▶ **EXERCÍCIO PROPOSTO 1**: Reescreva em forma de lista o parágrafo do trecho sobre a participação na liturgia que começa com "Cidade do Vaticano (Agência Fides)". Mantenha os fatos principais.
▶ **EXERCÍCIO PROPOSTO 2**: Por favor, digite novamente o trecho sobre a participação na liturgia, tudo desde "Cidade do Vaticano" até "dos seus ritos.".

▶ **TRECHO DA PÁGINA**:
§ §

VATICANO - AS PALAVRAS DA DOUTRINA, por pe. Nicola Bux e pe. Salvatore Vitiello - Elementos fundamentais da liturgia romana (I): a participação

Quinta, 11 Janeiro 2007

Cidade do Vaticano (Agência Fides) - Entre clérigos e “leigos comprometidos”, difundiu-se a idéia de que a participação ativa na liturgia consiste em envolver na ação o maior número de pessoas possível, de modo mais freqüente possível, levando-as a cantar tudo e a responder em alta voz, a mover-se do lugar em diversos momentos e a fazer com que todos Comunguem, senão a Missão não seria válida, e outras coisas mais. Há o pressuposto irreal de que todas as pessoas que intervêm na liturgia sejam «fiéis doc» e não também, misturados entre eles, catecúmenos, penitentes e pessoas em busca de Deus ou da verdade, como sempre foi na história da Igreja e dos seus ritos.

§ §

▶ **ENTRADAS FORNECIDAS**:
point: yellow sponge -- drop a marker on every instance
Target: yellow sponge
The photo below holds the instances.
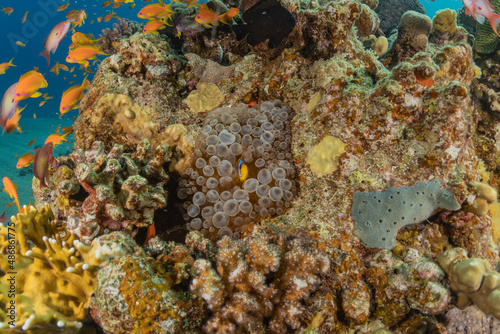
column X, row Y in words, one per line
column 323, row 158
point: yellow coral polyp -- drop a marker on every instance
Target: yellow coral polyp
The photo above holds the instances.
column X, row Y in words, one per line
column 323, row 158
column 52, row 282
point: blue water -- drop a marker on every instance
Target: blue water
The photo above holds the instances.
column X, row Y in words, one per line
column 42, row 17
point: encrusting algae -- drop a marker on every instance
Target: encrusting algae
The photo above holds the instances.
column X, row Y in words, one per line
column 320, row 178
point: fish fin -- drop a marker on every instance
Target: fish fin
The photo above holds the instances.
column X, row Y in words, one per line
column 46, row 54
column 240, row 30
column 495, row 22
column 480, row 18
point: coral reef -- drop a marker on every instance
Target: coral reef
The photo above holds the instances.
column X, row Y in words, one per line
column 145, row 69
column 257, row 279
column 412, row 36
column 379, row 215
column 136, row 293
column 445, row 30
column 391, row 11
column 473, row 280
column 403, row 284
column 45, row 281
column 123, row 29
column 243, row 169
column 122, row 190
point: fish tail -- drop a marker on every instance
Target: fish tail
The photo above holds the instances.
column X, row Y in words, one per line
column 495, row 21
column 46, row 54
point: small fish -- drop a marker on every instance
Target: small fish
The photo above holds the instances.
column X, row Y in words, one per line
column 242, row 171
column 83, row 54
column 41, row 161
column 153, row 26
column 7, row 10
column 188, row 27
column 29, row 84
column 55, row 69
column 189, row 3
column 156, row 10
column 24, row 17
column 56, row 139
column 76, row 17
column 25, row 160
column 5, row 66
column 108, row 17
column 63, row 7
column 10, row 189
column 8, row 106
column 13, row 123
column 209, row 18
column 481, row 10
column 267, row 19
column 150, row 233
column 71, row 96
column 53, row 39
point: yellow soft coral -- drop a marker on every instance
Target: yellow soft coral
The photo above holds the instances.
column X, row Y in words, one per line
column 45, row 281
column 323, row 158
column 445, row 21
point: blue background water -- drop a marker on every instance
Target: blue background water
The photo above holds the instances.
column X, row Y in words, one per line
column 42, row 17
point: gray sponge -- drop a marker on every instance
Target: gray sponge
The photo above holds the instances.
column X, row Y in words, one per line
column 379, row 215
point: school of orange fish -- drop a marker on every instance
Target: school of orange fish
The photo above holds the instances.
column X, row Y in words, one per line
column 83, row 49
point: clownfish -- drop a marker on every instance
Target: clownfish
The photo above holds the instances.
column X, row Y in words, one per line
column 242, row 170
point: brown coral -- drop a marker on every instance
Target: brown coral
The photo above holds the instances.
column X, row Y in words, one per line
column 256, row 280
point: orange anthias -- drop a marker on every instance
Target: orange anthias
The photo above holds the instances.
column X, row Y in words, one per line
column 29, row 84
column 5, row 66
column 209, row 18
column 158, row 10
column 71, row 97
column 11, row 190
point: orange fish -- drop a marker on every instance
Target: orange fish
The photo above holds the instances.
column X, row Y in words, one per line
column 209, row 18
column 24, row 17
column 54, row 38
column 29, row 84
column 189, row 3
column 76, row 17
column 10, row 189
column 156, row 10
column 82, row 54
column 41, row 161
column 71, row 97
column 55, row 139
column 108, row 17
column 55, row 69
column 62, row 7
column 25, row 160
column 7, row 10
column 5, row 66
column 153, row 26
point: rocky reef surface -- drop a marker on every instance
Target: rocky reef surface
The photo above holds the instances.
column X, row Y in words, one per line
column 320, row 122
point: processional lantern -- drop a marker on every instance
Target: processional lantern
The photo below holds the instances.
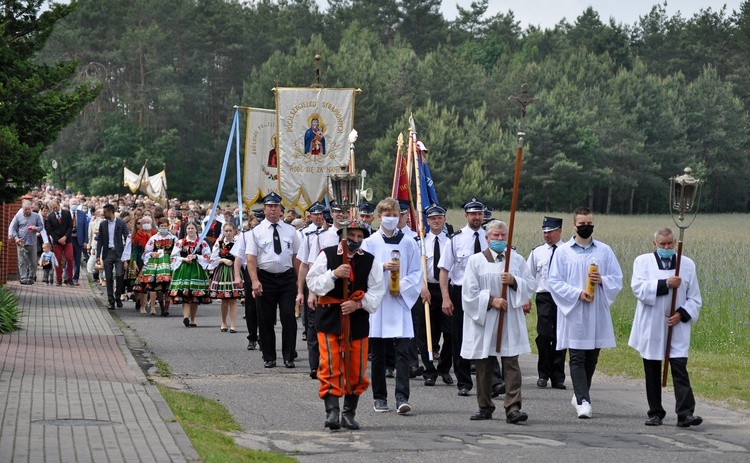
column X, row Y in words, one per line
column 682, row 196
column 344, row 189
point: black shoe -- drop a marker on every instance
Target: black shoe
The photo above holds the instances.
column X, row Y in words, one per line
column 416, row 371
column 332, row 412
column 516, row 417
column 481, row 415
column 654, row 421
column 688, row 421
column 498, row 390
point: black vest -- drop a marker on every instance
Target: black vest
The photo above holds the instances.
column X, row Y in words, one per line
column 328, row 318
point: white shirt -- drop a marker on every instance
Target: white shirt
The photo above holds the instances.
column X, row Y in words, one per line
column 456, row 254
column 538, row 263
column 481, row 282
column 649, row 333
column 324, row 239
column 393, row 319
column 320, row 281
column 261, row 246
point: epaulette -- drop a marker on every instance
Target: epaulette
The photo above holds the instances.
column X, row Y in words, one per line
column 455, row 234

§ §

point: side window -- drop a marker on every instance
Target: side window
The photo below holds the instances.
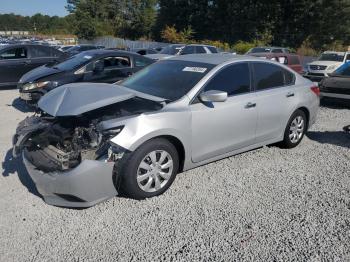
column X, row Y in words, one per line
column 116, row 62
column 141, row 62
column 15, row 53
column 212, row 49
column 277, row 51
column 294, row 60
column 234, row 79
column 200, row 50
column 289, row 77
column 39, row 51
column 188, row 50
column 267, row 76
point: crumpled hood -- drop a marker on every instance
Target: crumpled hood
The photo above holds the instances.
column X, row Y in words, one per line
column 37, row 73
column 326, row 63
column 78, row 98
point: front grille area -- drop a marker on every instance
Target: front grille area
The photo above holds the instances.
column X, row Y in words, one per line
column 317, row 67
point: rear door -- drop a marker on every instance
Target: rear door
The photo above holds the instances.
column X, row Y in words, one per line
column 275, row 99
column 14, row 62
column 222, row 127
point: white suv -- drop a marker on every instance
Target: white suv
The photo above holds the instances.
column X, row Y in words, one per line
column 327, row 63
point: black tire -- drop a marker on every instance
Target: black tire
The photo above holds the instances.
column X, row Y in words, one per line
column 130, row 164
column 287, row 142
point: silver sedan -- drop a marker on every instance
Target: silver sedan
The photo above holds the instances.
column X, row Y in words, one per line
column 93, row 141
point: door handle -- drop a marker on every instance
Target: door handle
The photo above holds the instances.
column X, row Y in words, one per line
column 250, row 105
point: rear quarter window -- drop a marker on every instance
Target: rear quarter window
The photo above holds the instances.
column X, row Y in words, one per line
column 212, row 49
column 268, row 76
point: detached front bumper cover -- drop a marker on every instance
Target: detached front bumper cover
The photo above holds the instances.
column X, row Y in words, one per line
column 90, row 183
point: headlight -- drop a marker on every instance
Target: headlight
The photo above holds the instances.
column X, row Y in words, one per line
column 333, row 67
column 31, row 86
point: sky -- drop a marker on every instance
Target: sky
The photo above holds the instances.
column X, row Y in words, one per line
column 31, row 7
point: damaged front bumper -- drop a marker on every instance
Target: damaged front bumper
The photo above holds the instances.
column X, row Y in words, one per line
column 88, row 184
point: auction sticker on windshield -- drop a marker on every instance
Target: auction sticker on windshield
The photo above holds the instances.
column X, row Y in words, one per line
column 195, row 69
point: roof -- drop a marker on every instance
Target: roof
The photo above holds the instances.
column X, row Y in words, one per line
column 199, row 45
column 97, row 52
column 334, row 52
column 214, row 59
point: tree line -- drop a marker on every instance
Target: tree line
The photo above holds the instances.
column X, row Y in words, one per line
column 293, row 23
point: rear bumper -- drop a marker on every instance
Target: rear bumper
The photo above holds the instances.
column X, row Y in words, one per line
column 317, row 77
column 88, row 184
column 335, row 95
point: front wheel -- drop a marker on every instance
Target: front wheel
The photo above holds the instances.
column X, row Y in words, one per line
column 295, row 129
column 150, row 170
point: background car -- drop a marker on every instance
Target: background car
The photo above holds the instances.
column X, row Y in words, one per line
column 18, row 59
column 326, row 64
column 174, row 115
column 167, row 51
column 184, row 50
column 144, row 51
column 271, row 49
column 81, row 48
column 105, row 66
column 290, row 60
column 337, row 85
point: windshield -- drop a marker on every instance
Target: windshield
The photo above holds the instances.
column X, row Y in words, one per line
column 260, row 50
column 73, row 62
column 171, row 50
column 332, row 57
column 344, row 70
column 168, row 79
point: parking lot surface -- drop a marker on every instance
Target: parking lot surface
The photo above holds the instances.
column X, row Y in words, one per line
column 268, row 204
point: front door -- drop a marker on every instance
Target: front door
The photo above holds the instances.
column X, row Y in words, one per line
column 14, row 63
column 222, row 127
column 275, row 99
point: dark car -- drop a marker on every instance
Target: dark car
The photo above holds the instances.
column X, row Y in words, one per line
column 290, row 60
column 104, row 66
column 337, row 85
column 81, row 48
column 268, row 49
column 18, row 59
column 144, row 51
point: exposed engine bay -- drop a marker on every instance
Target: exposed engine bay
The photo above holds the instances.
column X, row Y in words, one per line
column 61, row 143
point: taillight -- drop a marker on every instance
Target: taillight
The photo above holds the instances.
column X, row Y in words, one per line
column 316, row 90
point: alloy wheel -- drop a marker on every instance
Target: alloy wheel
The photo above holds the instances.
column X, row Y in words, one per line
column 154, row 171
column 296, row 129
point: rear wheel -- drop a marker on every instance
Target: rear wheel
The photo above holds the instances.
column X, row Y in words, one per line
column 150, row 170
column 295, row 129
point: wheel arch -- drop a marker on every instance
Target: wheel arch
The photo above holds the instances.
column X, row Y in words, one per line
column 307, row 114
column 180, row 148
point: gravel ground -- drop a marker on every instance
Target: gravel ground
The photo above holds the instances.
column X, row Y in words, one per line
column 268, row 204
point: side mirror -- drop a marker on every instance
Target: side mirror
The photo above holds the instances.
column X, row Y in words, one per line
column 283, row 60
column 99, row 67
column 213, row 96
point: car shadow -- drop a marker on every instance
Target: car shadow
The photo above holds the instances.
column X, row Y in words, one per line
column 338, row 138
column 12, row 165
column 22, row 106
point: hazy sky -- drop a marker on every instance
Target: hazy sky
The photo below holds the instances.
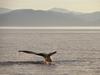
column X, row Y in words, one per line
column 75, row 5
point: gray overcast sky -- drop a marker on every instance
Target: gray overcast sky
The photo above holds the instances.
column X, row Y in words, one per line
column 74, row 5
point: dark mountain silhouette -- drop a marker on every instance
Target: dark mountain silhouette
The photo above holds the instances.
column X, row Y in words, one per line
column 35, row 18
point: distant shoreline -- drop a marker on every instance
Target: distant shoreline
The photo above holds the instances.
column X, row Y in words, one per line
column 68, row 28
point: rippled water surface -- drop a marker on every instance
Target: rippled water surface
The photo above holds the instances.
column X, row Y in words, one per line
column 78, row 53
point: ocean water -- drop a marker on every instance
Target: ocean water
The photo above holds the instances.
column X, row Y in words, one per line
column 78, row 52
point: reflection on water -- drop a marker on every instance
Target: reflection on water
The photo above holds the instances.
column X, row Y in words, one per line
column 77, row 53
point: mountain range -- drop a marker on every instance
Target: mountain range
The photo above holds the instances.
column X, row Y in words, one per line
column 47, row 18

§ §

▶ **RESPOSTA DA TAREFA 1**:
- Entre clérigos e "leigos comprometidos", difundiu-se a ideia de que a participação ativa na liturgia consiste em envolver na ação o maior número possível de pessoas, com a maior frequência possível.
- Segundo essa ideia, as pessoas devem cantar tudo, responder em alta voz, mover-se do lugar em diversos momentos e todos devem comungar.
- Essa ideia parte do pressuposto irreal de que todos os que intervêm na liturgia sejam «fiéis doc».
- Entre eles há também catecúmenos, penitentes e pessoas em busca de Deus ou da verdade, como sempre foi na história da Igreja e dos seus ritos.

▶ **RESPOSTA DA TAREFA 2**:
Cidade do Vaticano (Agência Fides) - Entre clérigos e “leigos comprometidos”, difundiu-se a idéia de que a participação ativa na liturgia consiste em envolver na ação o maior número de pessoas possível, de modo mais freqüente possível, levando-as a cantar tudo e a responder em alta voz, a mover-se do lugar em diversos momentos e a fazer com que todos Comunguem, senão a Missão não seria válida, e outras coisas mais. Há o pressuposto irreal de que todas as pessoas que intervêm na liturgia sejam «fiéis doc» e não também, misturados entre eles, catecúmenos, penitentes e pessoas em busca de Deus ou da verdade, como sempre foi na história da Igreja e dos seus ritos.